**WORK INSTRUCTION**: From the data, return each line holding the word "tower".

[Dataset entries]

[Start of Attachment]

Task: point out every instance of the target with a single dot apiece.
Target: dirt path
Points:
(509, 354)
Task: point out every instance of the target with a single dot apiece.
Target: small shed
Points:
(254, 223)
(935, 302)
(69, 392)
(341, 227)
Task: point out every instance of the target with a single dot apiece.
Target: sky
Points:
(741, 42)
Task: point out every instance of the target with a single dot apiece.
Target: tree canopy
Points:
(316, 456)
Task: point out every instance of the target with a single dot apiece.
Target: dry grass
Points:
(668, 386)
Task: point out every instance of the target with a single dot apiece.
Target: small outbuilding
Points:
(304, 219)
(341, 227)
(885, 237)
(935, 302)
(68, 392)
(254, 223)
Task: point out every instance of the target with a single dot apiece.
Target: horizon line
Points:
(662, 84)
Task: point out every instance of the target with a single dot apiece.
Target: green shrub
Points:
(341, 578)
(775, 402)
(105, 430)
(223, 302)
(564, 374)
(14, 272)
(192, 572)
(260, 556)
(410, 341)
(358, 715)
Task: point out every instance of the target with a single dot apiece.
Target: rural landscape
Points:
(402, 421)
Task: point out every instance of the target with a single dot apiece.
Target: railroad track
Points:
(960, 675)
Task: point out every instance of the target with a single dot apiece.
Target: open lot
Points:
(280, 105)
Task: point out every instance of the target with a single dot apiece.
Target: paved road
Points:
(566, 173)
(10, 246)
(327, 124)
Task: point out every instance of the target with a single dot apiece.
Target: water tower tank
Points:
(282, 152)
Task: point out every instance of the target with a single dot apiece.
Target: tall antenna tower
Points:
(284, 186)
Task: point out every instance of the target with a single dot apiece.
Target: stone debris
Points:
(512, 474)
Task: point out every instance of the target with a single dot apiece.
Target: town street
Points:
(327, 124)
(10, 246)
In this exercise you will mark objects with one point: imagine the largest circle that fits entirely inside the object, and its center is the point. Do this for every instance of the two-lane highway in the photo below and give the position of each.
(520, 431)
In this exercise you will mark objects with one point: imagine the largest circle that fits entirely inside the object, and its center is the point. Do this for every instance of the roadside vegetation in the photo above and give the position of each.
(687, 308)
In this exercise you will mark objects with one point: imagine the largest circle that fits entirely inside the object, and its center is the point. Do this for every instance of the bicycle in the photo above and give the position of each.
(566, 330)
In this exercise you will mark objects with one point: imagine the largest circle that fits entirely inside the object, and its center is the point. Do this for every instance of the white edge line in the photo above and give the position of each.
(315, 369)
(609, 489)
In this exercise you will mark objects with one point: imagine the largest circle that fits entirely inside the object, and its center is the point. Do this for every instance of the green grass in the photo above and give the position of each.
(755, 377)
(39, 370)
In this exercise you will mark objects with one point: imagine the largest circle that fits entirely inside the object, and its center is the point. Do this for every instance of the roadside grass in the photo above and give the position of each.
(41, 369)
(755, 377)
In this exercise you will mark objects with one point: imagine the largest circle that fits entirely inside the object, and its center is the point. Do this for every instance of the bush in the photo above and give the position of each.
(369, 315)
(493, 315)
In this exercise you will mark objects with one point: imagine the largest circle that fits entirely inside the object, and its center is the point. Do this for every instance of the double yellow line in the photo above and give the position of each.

[End of Attachment]

**TASK ANSWER**:
Target: water tower tank
Target: tall antenna tower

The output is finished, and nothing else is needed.